• [Task to complete]: Reproduce, character for character, the lines of the listing below, beginning at the line that contains "of the shrub" and stopping after the line that contains "point(349, 749)".

• [Available data]:
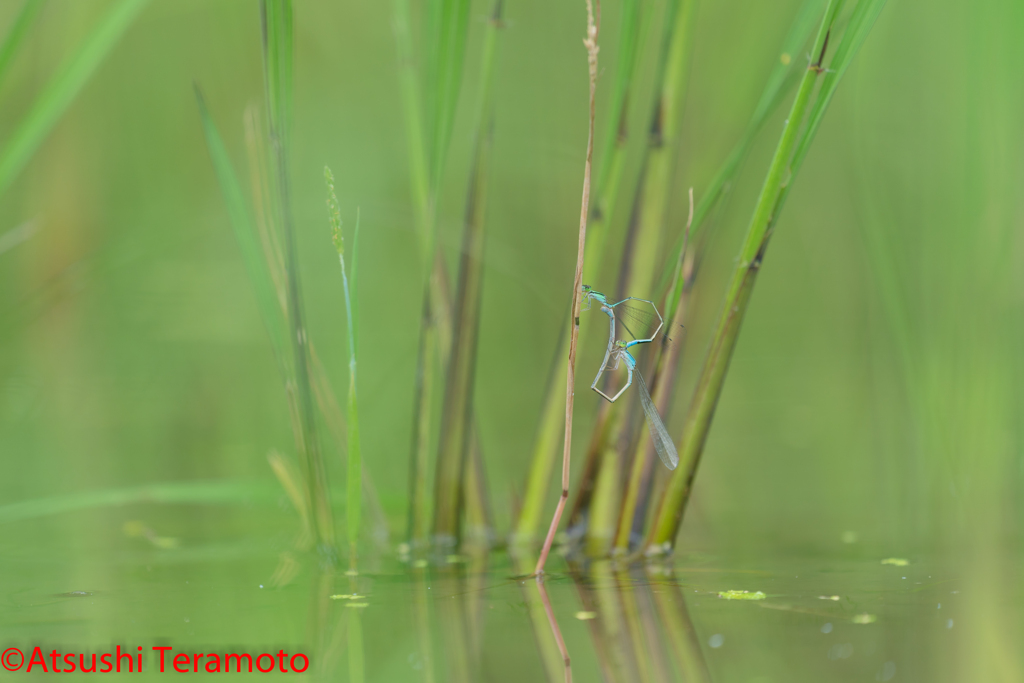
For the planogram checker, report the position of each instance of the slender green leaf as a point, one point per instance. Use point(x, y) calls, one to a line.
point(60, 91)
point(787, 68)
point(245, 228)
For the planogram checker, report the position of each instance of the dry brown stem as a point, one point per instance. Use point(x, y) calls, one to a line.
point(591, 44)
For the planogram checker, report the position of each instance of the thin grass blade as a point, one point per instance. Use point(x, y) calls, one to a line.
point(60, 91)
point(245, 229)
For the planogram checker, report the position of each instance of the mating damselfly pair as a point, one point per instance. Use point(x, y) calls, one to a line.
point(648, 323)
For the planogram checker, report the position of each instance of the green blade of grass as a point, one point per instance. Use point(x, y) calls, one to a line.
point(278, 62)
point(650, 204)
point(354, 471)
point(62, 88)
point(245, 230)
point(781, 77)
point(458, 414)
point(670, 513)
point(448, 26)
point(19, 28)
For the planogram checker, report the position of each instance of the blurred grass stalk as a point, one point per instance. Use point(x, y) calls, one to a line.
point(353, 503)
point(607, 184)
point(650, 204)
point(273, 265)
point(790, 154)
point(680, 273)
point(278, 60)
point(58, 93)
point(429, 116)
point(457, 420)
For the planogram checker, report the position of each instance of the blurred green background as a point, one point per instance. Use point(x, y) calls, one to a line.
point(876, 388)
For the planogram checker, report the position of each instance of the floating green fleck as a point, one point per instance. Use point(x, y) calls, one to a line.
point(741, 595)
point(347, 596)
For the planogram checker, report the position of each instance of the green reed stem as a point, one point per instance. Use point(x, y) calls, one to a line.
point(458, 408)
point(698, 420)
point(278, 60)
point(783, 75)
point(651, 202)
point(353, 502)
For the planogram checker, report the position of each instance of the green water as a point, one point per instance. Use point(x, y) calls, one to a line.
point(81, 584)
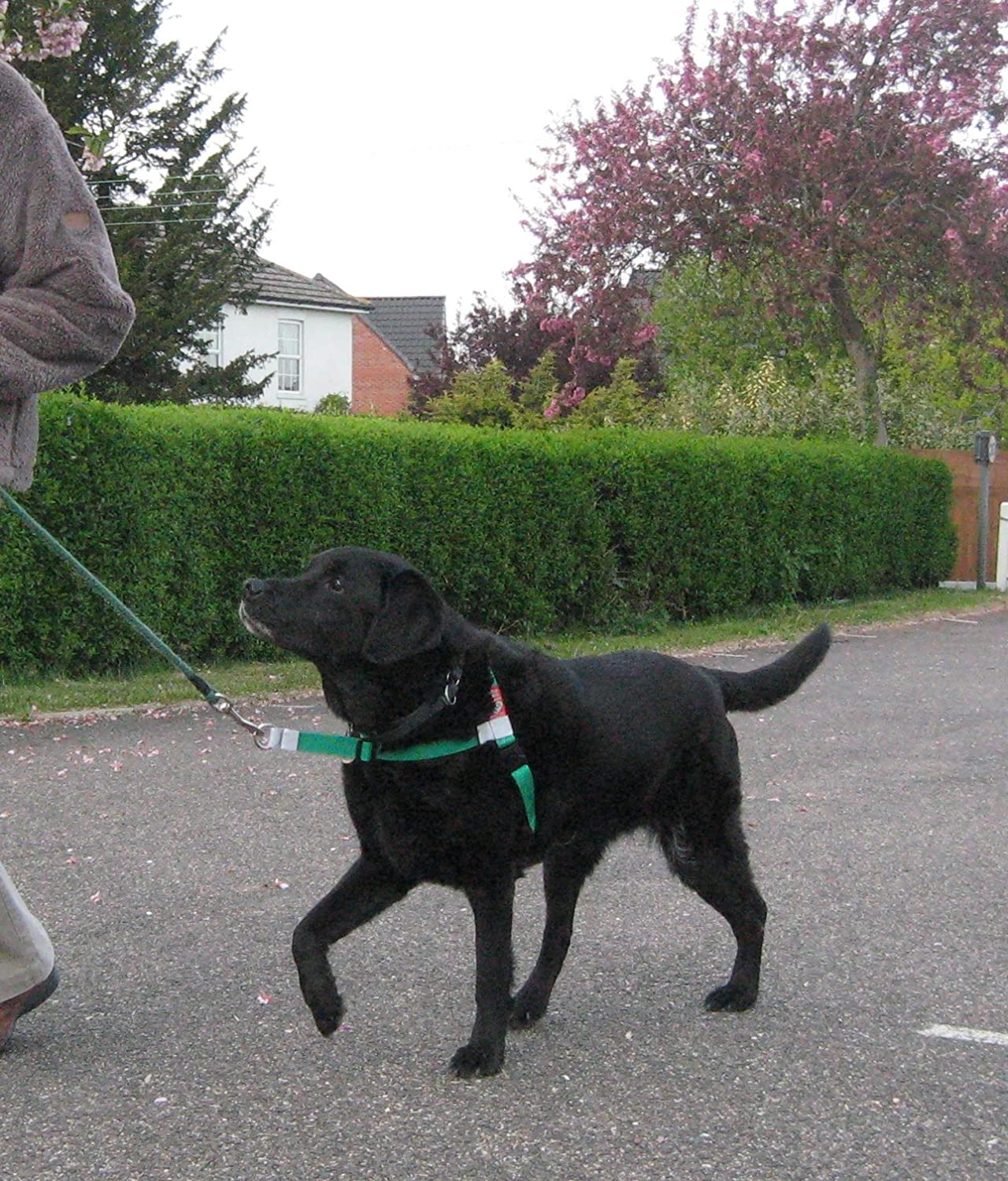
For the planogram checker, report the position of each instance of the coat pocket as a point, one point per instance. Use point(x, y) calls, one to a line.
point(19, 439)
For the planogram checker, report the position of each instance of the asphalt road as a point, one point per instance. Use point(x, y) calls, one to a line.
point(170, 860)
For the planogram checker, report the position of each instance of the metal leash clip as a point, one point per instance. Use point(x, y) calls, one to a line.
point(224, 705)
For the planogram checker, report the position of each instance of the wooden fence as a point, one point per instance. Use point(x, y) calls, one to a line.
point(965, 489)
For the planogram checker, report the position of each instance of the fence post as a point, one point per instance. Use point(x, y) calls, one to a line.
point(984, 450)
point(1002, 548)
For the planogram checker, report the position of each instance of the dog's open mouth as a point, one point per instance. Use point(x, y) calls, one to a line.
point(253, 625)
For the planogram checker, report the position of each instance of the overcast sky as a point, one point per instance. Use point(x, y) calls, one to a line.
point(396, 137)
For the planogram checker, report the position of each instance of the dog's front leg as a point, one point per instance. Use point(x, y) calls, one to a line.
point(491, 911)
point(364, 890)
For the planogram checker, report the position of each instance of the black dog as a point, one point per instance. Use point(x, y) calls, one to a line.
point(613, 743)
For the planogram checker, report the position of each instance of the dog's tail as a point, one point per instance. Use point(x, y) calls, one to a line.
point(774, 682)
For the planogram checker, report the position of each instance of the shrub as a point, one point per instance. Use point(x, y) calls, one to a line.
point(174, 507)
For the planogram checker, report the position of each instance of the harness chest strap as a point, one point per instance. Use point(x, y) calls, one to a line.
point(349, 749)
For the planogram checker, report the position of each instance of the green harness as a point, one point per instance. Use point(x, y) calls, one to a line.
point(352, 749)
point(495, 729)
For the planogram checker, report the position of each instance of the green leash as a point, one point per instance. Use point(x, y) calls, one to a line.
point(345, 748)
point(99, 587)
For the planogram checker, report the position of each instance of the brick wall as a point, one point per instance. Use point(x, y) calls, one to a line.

==

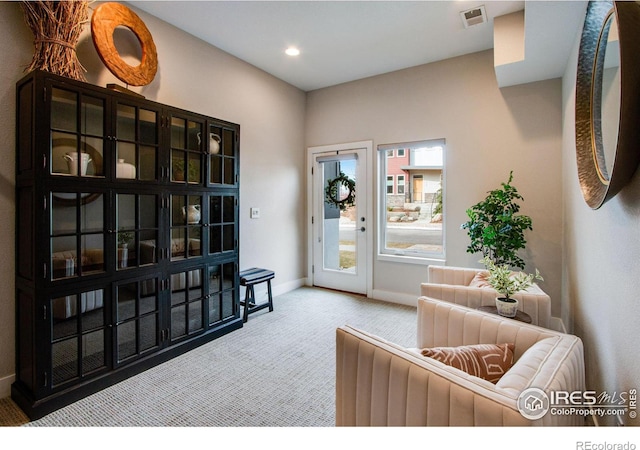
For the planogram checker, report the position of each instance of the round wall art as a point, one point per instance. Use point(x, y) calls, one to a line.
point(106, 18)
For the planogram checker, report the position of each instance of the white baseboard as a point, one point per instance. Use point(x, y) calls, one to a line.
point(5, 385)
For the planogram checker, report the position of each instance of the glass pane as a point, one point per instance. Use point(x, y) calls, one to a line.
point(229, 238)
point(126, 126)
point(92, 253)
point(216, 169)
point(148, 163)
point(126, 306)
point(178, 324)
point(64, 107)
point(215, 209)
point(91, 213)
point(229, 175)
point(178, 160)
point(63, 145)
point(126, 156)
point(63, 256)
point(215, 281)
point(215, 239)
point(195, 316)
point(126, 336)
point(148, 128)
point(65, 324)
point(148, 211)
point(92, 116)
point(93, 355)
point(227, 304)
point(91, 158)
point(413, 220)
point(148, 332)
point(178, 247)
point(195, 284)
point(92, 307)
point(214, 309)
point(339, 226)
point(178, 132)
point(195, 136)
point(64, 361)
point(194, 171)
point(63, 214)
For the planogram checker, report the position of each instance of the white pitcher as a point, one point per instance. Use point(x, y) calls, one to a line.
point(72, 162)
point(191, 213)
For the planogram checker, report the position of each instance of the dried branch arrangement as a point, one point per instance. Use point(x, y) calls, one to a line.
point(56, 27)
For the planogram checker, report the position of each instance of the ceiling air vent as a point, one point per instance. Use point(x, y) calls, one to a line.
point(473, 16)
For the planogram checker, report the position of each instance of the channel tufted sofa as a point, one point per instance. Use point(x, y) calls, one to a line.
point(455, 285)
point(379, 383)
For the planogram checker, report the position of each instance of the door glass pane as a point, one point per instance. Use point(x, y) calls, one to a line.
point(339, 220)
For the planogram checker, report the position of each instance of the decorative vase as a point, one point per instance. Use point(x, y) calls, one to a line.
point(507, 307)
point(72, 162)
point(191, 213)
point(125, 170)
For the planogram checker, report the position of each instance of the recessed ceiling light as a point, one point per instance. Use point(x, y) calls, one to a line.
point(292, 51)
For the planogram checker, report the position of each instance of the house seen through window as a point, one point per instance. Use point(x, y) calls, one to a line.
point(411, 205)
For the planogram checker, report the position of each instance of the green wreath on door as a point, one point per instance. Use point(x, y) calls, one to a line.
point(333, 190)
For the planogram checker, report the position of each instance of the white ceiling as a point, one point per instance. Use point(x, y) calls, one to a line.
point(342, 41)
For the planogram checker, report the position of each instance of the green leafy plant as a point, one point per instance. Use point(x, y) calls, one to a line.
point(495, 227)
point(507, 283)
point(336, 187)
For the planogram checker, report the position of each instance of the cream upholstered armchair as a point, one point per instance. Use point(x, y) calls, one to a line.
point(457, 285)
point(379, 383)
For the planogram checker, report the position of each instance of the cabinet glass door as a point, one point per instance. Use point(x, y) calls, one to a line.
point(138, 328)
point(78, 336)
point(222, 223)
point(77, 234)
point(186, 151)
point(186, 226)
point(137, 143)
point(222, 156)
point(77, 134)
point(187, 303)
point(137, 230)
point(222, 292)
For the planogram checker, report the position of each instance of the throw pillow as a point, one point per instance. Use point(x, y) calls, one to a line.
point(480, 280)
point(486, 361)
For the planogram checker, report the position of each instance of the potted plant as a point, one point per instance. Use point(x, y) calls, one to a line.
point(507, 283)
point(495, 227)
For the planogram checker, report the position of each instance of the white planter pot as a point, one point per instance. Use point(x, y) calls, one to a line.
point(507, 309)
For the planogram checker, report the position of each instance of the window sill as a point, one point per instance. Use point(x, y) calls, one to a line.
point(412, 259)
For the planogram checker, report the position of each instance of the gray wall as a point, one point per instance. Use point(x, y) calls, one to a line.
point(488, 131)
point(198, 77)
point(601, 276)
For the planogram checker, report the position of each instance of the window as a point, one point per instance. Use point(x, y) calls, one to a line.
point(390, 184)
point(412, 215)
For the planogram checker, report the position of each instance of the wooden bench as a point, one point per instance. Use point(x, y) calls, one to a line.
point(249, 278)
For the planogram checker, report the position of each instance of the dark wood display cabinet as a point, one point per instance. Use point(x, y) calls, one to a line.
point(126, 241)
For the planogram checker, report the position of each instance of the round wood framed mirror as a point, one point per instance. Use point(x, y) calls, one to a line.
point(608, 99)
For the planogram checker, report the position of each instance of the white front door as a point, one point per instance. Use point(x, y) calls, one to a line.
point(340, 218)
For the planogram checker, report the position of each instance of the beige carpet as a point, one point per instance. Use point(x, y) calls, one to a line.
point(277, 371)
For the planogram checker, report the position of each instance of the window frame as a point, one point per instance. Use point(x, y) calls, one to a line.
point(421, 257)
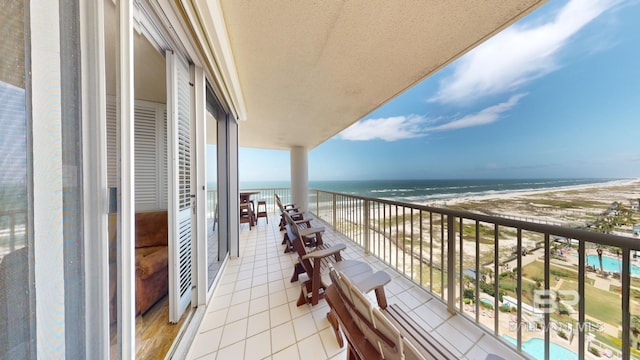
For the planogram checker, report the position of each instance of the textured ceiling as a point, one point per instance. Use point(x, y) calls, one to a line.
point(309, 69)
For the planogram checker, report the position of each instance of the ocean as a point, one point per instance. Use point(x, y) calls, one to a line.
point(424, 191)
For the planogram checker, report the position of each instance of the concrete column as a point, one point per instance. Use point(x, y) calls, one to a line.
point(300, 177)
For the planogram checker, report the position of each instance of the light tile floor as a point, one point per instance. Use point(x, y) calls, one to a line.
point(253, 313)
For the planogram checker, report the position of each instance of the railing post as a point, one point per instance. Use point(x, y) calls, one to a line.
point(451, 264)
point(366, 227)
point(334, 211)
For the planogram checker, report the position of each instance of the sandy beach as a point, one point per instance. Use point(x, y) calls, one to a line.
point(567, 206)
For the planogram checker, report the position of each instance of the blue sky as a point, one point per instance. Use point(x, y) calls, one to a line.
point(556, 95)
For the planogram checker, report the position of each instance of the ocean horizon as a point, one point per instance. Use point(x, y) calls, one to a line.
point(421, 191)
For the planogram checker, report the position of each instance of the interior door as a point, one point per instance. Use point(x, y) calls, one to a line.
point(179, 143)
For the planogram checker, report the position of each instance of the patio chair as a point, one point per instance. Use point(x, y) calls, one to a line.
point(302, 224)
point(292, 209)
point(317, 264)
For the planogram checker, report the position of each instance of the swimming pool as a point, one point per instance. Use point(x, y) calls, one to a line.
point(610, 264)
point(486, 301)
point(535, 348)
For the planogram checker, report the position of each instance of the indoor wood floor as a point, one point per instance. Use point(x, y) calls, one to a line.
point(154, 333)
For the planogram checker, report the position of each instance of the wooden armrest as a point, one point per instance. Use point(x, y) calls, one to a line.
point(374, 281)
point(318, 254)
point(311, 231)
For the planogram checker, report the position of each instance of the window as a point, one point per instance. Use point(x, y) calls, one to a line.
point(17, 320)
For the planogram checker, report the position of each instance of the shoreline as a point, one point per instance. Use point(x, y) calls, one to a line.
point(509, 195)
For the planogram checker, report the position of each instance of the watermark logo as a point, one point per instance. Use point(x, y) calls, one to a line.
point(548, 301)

• [Result for this task]:
For the planogram checker, report the position of each instance of the shrub as a point, one point per instance. Use point(x, y) calls, one to a line.
point(174, 507)
For the planogram checker, report the position of each instance of the harness chest strap as a point, one point per instance. Use point(x, y) calls, one to a line.
point(349, 749)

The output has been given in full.